Statistical analysis. (i) Factorial correspondence analysis.
We analyzed the results by factorial correspondence analysis (FCA) using the PRAXIS-p.c., version 2.0, software package (Praxème, R&D, Biométrie, Centre National de la Recherche Scientifique, Montpellier, France).
FCA involves the construction of a contingency table (samples versus alleles), in which each isolate is represented in terms of its allelic composition. This method of analysis simultaneously characterizes the ET according to all the genetic variables (alleles) and determines the contribution of each allele to the overall variability of the sample. The calculation of variance is based on the χ2 test, which measures the extent to which a sample distribution deviates from a theoretical distribution and is an integral part of the correspondence analysis (3, 7). FCA was presented as a plane projection of the two most informative axes accounting for the genetic structure of the ETs.
(ii) Canonical correspondence analysis.
We used canonical correlation analysis (CCA) to compare and correlate genetic information and the origin or serotype of strains of various ETs using the PRAXIS-p.c., version 2.0, software package. This CCA was performed with two contingency tables: one (X) in which each ET was represented in terms of its allelic composition and a second one (Y) in which the strains were organized into various groups (sample origin and serotype) (23–25). The independence of X and Y was testing by the approximation-to-permutation test.
RESULTS
MLEE gave clearly reproducible results. Identical results were obtained when isolates were subcultured many times on Sabouraud’s medium and when electrophoresis was performed with samples from every fourth isolate passage.
Genetic diversity and taxonomy.
Twelve loci were polymorphic in the 107 strains examined, and each polymorphic locus had three to six alleles (Fig. 1). We identified 58 alleles giving 48 different ETs (Table 2). In the first FCA, strains formed three clusters (Fig. 2) in the most informative plane (accounting for 26.78% of the total genetic variability). Cluster I consisted of one strain of C. laurentii, and the GPI 1 allele was responsible for this structure (Table 2). Cluster II consisted of C. neoformans strains only, and cluster III contained both C. neoformans and C. laurentii strains. This projection shows the extensive diversity of the C. neoformans species. The C. neoformans strains of cluster II are separated from those of cluster III by axis 1, which is the most informative (15.78% of the total variability). This shows that the strains from the various clusters have very different genotypes. The inclusion of C. laurentii strains in a C. neoformans cluster suggests that these species are genetically related and that there is greater genotype diversity in the C. neoformans sample than in the C. laurentii sample. The alleles responsible for this structure are indicated in Table 2 and are confirmed in Table 3 because the least frequent alleles are the most discriminatory.

• • • • •

TASK REQUIREMENTS:
• A. Write out the part of the Cryptococcus analysis text between "We used canonical" and "the approximation-to-permutation test.", inclusive.
• B. Condense the paragraph of the Cryptococcus analysis text that begins "FCA involves the construction" into a short bulleted list that keeps its main facts.

• • • • •

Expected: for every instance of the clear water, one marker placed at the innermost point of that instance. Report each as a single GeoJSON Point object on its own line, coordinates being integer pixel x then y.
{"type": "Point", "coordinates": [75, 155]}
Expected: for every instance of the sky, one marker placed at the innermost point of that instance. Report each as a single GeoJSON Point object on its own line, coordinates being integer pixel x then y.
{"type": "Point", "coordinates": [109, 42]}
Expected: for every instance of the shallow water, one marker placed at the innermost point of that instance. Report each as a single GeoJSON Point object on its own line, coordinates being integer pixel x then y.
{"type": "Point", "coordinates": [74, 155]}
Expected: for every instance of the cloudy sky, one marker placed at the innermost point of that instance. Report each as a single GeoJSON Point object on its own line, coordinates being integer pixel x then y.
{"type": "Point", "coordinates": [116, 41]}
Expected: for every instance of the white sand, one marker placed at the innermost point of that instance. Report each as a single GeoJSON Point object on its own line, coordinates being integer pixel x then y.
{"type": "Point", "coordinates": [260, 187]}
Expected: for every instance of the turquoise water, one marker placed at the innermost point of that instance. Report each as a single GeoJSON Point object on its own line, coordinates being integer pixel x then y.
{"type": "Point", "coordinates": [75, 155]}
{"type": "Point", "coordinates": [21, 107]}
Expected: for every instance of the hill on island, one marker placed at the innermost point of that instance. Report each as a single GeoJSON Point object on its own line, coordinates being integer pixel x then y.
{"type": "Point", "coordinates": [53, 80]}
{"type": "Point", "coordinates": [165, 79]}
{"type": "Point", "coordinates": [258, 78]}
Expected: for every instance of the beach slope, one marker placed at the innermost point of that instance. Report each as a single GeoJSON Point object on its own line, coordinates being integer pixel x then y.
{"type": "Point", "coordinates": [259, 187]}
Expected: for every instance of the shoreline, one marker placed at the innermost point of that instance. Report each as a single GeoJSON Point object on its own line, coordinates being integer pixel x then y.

• • • • •

SOLUTION LIST:
• A.
We used canonical correlation analysis (CCA) to compare and correlate genetic information and the origin or serotype of strains of various ETs using the PRAXIS-p.c., version 2.0, software package. This CCA was performed with two contingency tables: one (X) in which each ET was represented in terms of its allelic composition and a second one (Y) in which the strains were organized into various groups (sample origin and serotype) (23–25). The independence of X and Y was testing by the approximation-to-permutation test.

• B.
- FCA builds a contingency table of samples versus alleles, representing each isolate by its allelic composition.
- It characterizes the ETs by all alleles at once and determines how much each allele contributes to the sample's overall variability.
- Variance is calculated with the χ2 test, which measures how far a sample distribution deviates from a theoretical one and is an integral part of correspondence analysis.
- Results were presented as a plane projection of the two most informative axes accounting for the genetic structure of the ETs.